Exercise requirements » Look through the records and copy each line that has "query" in it.

Dataset records »
━━━━

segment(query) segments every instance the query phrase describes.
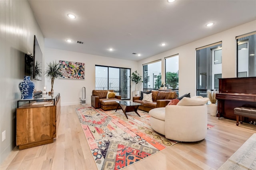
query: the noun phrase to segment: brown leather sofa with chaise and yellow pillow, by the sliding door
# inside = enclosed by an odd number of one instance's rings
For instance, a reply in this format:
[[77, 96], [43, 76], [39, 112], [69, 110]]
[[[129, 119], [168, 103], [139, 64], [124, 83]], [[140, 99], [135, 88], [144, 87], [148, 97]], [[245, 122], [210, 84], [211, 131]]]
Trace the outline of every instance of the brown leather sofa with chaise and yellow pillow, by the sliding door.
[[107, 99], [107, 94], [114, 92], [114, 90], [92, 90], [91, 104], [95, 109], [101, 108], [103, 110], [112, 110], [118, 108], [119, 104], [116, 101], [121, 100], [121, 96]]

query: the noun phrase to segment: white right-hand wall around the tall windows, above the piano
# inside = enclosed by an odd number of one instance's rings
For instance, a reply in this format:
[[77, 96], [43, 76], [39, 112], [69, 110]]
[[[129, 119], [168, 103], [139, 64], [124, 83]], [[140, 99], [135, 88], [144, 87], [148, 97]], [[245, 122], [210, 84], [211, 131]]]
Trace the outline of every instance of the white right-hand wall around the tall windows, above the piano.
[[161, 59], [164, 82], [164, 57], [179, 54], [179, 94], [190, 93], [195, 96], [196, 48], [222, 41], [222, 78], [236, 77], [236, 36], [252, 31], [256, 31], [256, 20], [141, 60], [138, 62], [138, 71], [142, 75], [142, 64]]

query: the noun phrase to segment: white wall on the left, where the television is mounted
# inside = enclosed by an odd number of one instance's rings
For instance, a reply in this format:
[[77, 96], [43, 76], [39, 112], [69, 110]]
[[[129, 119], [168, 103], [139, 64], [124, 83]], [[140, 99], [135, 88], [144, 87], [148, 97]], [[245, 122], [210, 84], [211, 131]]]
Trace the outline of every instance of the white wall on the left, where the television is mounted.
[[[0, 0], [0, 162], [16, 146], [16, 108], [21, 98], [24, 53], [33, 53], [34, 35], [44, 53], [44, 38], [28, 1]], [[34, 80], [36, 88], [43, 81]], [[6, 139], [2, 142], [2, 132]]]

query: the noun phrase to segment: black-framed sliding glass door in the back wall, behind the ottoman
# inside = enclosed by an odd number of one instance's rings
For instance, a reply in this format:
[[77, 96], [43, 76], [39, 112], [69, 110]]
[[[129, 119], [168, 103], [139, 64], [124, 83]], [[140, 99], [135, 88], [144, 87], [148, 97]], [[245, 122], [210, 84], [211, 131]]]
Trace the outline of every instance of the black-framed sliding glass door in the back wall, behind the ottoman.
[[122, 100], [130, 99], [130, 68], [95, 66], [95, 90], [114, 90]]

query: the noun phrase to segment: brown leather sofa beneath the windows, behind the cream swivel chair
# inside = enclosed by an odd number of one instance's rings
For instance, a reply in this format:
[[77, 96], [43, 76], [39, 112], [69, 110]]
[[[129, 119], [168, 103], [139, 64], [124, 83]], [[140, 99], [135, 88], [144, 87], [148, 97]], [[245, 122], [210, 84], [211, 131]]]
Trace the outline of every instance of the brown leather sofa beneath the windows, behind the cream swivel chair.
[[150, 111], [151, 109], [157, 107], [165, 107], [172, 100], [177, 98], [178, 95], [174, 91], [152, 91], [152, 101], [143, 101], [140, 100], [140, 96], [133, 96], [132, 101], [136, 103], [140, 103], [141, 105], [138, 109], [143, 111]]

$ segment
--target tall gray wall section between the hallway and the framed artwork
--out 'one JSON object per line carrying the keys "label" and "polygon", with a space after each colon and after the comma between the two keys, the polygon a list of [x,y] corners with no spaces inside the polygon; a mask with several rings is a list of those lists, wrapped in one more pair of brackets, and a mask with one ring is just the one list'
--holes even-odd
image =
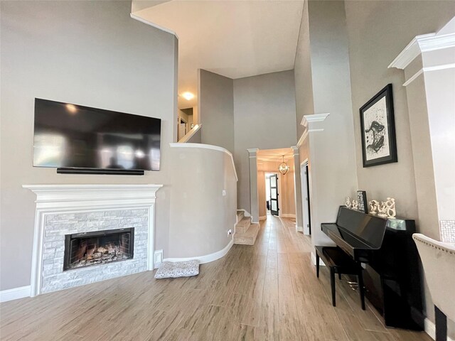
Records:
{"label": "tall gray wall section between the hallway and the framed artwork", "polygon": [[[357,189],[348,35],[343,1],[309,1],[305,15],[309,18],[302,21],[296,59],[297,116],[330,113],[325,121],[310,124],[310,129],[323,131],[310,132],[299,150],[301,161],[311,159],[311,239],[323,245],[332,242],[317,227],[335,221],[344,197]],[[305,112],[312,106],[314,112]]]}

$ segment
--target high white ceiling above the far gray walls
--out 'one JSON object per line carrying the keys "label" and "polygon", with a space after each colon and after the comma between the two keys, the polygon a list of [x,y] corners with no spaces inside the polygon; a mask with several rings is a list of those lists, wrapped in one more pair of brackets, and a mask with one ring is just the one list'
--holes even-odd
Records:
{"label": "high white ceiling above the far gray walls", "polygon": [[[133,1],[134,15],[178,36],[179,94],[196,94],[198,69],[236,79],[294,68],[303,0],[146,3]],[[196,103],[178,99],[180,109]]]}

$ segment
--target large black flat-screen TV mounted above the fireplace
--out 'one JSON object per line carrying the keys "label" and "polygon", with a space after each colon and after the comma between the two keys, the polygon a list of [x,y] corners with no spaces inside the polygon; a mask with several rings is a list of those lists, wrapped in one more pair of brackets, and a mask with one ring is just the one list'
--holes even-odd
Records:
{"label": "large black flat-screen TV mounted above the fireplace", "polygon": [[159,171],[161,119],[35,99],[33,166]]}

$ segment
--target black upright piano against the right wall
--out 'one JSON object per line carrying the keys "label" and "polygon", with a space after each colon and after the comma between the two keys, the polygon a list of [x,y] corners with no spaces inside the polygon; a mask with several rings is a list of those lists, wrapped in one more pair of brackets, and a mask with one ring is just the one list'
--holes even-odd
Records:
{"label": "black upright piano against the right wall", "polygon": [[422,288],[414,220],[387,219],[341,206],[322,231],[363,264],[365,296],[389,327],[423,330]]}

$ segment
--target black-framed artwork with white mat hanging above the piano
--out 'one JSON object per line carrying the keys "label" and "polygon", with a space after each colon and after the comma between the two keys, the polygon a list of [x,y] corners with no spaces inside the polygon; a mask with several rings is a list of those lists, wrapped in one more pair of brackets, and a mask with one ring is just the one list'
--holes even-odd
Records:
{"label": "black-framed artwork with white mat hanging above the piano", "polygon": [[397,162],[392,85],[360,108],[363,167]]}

━━━━

Task result »
segment(query) segments every instance the query phrase describes.
query: the noun phrase to segment: brown leather sofa with chaise and yellow pillow, by the sliding door
query: the noun phrase to segment: white right-hand wall around the tall windows, above the piano
query: the noun phrase to segment: white wall on the left, where the television is mounted
query: the noun phrase to segment: black-framed sliding glass door in the back wall, behind the ottoman
query: the noun phrase to segment: brown leather sofa beneath the windows, behind the cream swivel chair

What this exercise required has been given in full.